------ Material shown

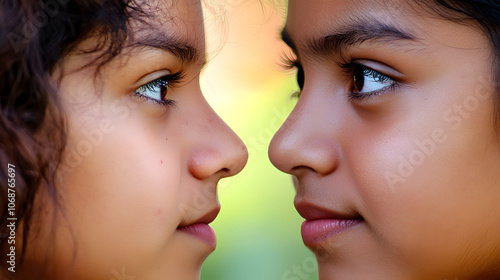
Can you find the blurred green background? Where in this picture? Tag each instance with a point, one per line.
(258, 229)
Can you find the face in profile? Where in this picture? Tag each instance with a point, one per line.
(392, 144)
(145, 152)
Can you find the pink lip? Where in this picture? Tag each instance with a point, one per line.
(201, 231)
(317, 231)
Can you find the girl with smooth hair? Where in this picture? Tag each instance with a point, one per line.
(394, 141)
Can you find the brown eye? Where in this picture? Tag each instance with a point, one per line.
(367, 81)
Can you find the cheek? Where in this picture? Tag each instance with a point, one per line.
(423, 175)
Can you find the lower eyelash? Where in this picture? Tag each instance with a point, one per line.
(357, 97)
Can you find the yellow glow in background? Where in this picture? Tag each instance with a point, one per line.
(258, 229)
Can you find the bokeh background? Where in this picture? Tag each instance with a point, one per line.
(258, 229)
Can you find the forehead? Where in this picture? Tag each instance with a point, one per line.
(182, 19)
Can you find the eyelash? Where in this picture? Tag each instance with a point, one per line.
(348, 66)
(167, 81)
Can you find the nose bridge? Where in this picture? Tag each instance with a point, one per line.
(309, 137)
(216, 148)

------------

Retype all of the rows above without changing a word, and leave the pictures out.

* Solution to the exercise *
Can you find the blurred green background? Where in this picture? Tag each instance with a point, one per line.
(258, 229)
Can you find the face in profile? Where in this picture? Tag each instance with a point, one per line.
(392, 144)
(145, 152)
Can you find the pink lip? Where in this picture? Tag each instance with a point, one per line.
(201, 231)
(317, 231)
Can you find the girl with smooth hair? Where in this picture? Tag each instance with a point, one per line.
(394, 141)
Can you find the brown eye? Where in this picture? Tag each instance with a point, one per line.
(367, 81)
Can you find the cheek? Where in this picture? Tag each instance with a point, one per line.
(423, 175)
Can you find the lower eyelash? Where in this picture? Tag each instance with a point, one per line.
(357, 97)
Can you find the yellow glow in background? Where in this picture? Tag each instance with a point, one per line.
(258, 229)
Can you find the bokeh background? Where in this picture? Tag each instance with a point, one per line.
(258, 229)
Can you find the forehead? Where in this picture? Tag each instance with a point, one per line.
(182, 19)
Can you find the eyelash? Where in this picture? Tag each instance with a point, one per line.
(348, 66)
(167, 81)
Can you find the nose bridge? Where in this picture? Tag each instance with a point, one per line.
(309, 137)
(216, 148)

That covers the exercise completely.